• [Kegiatan A]
Sebutkan semua singkatan dalam artikel tentang demam berdarah yang kepanjangannya dituliskan dalam artikel itu, beserta kepanjangannya.
• [Kegiatan B]
Tuliskan kembali bagian artikel tentang demam berdarah yang dimulai dari "Saat ini, sudah" dan berlanjut sampai "Mendapatkan Vaksin DBD?".

• [Teks yang Ditampilkan]
PEKANBARU - Memasuki musim hujan, penyakit-penyakit menular seperti demam berdarah dengue (DBD) mengalami peningkatan. Kementerian Kesehatan (Kemenkes), melalui Direktorat Jenderal Pencegahan dan Pengendalian Penyakit (P2P) memberikan imbauan terkait hal ini.
Tim Kerja Arbovirosis Dirjen P2P Kemenkes Agus Handito mengungkapkan DBD masih menjadi masalah kesehatan yang cukup tinggi. Ini masih terus terjadi meski sudah dilakukan berbagai upaya untuk mengatasinya.
"Saat ini, prevalensi dengue di Indonesia menunjukkan tantangan yang serius. Meskipun pemerintah telah melakukan berbagai upaya untuk mengatasi masalah ini, terutama terkait Pemberantasan Sarang Nyamuk (PSN), kita masih melihat angka kasus yang fluktuatif setiap tahunnya," kata Agus dalam gelar wicara 'Lindungi Keluarga dari Ancaman DBD', Sabtu (9/11/2024).
Berdasarkan data Kemenkes, sampai dengan minggu ke-42 tahun 2024, terdapat 203.921 kasus dengue di 482 kabupaten/kota di 36 provinsi. Dengan 1.210 kematian di 258 kabupaten/kota di 32 provinsi.
Maka dari itu, pihaknya semakin gencar mengajak masyarakat untuk melakukan vaksinasi DBD dosis lengkap untuk mencapai nol kematian akibat demam berdarah (Zero Dengue Death) pada tahun 2030.
Saat ini, sudah ada dua jenis vaksin dengue yang telah mendapat izin edar dari Badan Pengawas Obat dan Makanan (BPOM). Vaksin ini dapat digunakan melalui skema berbayar.
Lantas, Kapan Orang Boleh Mendapatkan Vaksin DBD?
Anggota Satgas Imunisasi Ikatan Dokter Anak Indonesia (IDAI) 2004-2024, Prof Dr dr Soedjatmiko, SpA(K), mengungkapkan saat ini anak-anak di atas 5 tahun hingga orang dewasa usia 45 tahun bisa mendapatkan vaksinasi DBD. Tak terkecuali mereka yang sudah pernah terkena penyakit DBD.

• [Informasi Sumber]

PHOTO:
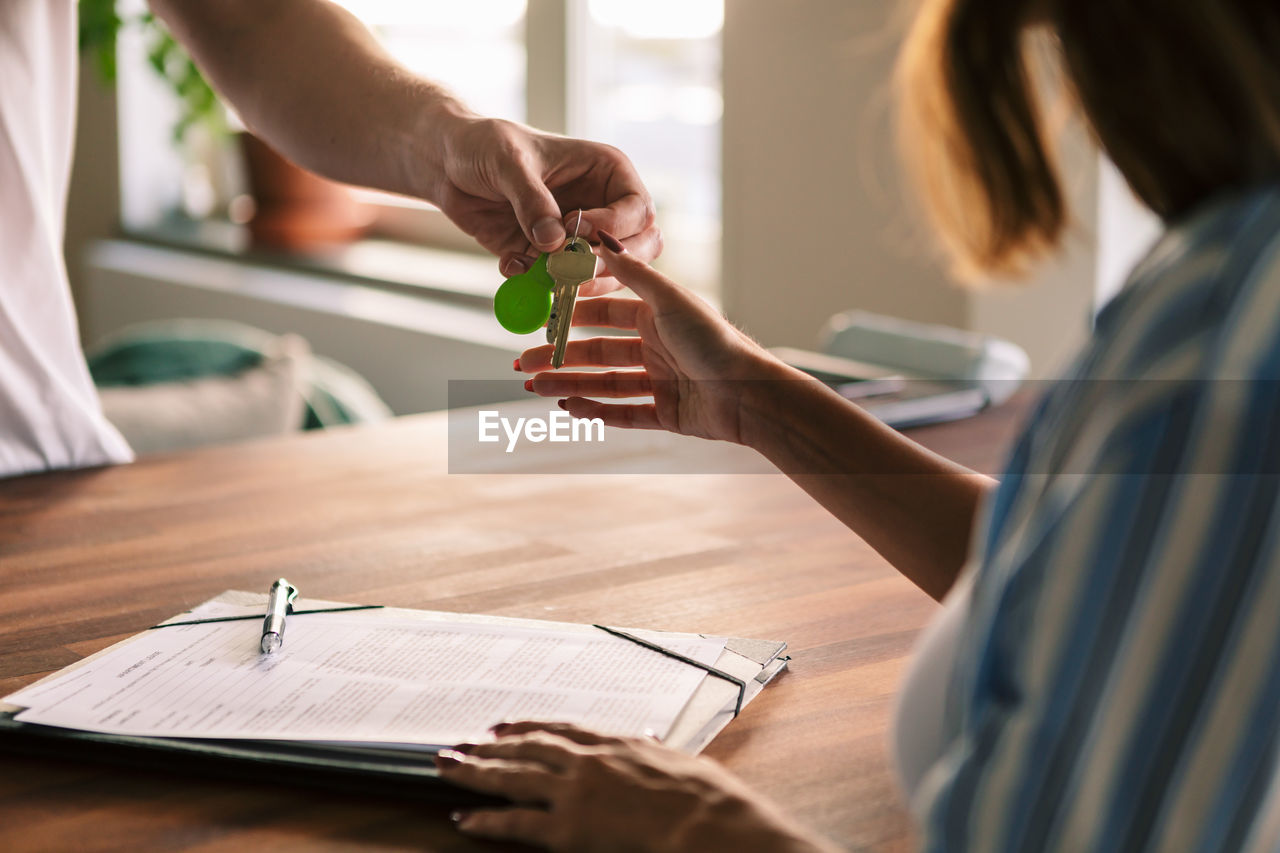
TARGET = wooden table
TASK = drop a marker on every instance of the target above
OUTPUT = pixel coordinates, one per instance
...
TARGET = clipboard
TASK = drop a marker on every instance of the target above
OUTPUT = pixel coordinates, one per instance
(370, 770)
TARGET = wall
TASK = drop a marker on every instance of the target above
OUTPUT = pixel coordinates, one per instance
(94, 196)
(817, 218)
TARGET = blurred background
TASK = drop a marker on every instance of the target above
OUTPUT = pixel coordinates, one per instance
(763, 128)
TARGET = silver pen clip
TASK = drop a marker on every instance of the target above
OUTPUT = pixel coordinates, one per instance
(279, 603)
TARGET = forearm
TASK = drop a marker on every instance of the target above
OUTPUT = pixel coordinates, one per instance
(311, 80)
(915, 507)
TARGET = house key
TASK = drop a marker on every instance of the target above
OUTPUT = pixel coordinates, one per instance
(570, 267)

• [Hasil Tugas A]
- DBD: demam berdarah dengue
- Kemenkes: Kementerian Kesehatan
- P2P: Pencegahan dan Pengendalian Penyakit
- PSN: Pemberantasan Sarang Nyamuk
- BPOM: Badan Pengawas Obat dan Makanan
- IDAI: Ikatan Dokter Anak Indonesia

• [Hasil Tugas B]
Saat ini, sudah ada dua jenis vaksin dengue yang telah mendapat izin edar dari Badan Pengawas Obat dan Makanan (BPOM). Vaksin ini dapat digunakan melalui skema berbayar.
Lantas, Kapan Orang Boleh Mendapatkan Vaksin DBD?